● DIRECTIVES
A – Please condense the paragraph beginning "Had to bump our protobuf" in the sparse index support post into a short bulleted list that keeps its main facts.
B – Retype the sparse index support post word for word from "Dependency changes" to "nontrivial performance benefit.".
-- start of EXCERPT PROVIDED --
Sparse index support #424

jhamon · 2024-12-13T20:06:29Z

Problem

Need to incorporate change for upcoming sparse index support.

Solution

Incorporating these changes represents a few different types of challenges

Control plane changes

Create index adjusted to accept new optional field, vector_type.

Data plane changes

Codegen for proto changes
- Needed to add codegen scripts to support generation of new grpc message formats from an updated proto file for the first time. This used to be done with some scripts directly invoking protoc CLI from the now-deprecated private repo pinecone-protos. But since we've moved away from that pattern, needed to implement something here for the first time.
- I decided to use the Buf CLI, which gives a more modern way to manage the required dependencies for stub generation via a plugin system.
Dependency changes
- Had to bump our protobuf and googleapis-common-protos deps to match the Buf cli's plugin output. But that's a good thing as we were on fairly old versions and updating protobuf in particular is supposed to unlock some nontrivial performance benefit.
-- end of EXCERPT PROVIDED --
-- start of SUPPLIED INFORMATION --
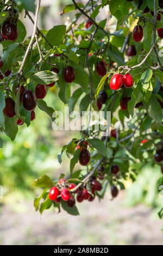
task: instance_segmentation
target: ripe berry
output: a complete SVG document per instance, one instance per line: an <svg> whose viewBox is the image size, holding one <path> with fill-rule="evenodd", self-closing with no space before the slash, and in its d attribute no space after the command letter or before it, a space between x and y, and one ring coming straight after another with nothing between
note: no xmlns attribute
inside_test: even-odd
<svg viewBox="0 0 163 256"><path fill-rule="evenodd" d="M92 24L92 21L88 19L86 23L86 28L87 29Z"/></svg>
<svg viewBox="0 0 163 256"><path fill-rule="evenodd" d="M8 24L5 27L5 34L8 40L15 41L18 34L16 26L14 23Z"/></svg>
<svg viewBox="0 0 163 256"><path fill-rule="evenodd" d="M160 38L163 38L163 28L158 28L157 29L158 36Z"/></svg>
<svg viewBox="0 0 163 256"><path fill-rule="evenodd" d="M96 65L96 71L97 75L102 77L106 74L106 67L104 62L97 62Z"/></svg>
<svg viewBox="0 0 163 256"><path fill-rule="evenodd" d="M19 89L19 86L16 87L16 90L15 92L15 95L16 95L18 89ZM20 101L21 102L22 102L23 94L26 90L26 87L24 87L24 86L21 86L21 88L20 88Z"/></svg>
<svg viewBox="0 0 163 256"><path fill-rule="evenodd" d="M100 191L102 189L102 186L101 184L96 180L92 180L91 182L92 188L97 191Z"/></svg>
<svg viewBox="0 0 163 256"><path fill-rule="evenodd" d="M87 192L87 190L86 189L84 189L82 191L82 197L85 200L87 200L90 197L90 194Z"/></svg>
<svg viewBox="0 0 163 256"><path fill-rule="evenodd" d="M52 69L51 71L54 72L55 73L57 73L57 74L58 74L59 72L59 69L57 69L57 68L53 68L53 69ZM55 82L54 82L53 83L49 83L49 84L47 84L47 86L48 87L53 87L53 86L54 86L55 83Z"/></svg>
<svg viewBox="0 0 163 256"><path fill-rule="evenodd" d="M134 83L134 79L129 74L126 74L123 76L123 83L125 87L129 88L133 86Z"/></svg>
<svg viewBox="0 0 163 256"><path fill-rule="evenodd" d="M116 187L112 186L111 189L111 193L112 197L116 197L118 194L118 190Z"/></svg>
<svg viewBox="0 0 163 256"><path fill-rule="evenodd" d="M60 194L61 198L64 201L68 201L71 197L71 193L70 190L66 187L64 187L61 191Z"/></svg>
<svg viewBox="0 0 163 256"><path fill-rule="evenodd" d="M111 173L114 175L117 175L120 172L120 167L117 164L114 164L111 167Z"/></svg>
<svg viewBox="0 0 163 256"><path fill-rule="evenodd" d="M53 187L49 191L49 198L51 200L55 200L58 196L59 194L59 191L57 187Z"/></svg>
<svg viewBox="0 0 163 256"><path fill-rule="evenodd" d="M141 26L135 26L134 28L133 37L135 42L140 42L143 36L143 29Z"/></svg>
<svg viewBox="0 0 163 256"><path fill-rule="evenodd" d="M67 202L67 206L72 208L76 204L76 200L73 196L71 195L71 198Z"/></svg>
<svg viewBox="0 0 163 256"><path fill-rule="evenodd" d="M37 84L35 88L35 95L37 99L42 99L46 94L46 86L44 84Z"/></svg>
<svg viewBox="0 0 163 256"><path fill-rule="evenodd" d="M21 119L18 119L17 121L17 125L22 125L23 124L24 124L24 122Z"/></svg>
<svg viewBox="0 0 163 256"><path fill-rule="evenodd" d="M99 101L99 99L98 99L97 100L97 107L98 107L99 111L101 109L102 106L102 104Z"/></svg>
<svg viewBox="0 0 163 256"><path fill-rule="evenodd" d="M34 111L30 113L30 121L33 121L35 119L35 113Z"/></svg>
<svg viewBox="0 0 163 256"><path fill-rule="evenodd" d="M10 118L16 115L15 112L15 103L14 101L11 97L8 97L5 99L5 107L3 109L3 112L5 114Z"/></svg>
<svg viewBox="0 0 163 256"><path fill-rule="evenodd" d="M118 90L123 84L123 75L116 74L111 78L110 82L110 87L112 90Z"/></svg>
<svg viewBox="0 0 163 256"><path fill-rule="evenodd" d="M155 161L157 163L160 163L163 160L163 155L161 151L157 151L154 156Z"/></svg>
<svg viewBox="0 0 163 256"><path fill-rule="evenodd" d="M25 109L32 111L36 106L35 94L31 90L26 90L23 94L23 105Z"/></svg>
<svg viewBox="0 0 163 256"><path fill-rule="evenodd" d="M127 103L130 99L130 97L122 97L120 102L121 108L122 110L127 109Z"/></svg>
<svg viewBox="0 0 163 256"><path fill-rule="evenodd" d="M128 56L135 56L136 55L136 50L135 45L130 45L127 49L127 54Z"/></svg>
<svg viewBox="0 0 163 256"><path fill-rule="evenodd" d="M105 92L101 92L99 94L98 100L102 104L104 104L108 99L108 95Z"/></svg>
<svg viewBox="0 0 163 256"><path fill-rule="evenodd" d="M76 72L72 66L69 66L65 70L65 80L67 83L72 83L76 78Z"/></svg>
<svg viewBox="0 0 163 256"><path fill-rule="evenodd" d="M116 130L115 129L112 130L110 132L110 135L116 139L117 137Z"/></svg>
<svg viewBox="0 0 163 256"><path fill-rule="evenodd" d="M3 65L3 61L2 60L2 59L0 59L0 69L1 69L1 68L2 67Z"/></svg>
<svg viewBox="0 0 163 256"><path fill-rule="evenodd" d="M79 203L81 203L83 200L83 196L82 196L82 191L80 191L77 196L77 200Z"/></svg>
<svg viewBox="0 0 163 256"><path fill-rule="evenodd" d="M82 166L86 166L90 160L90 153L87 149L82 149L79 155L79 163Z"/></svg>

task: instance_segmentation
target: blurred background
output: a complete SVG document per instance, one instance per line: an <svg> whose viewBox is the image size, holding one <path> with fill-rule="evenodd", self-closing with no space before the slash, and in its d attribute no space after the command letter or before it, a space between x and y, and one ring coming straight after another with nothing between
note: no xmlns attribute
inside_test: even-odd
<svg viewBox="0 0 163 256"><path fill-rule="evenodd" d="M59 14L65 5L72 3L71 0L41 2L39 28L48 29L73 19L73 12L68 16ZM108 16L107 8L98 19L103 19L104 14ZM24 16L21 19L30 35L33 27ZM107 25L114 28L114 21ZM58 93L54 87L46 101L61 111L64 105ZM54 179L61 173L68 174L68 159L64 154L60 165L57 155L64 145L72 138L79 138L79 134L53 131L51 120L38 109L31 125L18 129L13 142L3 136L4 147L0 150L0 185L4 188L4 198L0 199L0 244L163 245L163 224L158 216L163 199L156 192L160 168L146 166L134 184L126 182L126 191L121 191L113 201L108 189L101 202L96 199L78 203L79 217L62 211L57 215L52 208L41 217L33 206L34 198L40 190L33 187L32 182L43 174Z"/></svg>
-- end of SUPPLIED INFORMATION --
● TASK-BY-TASK SOLUTIONS
A –
- The protobuf and googleapis-common-protos dependencies were bumped to match the Buf CLI's plugin output.
- This is a good thing, since the project was on fairly old versions.
- Updating protobuf in particular is supposed to unlock some nontrivial performance benefit.

B –
Dependency changes
- Had to bump our protobuf and googleapis-common-protos deps to match the Buf cli's plugin output. But that's a good thing as we were on fairly old versions and updating protobuf in particular is supposed to unlock some nontrivial performance benefit.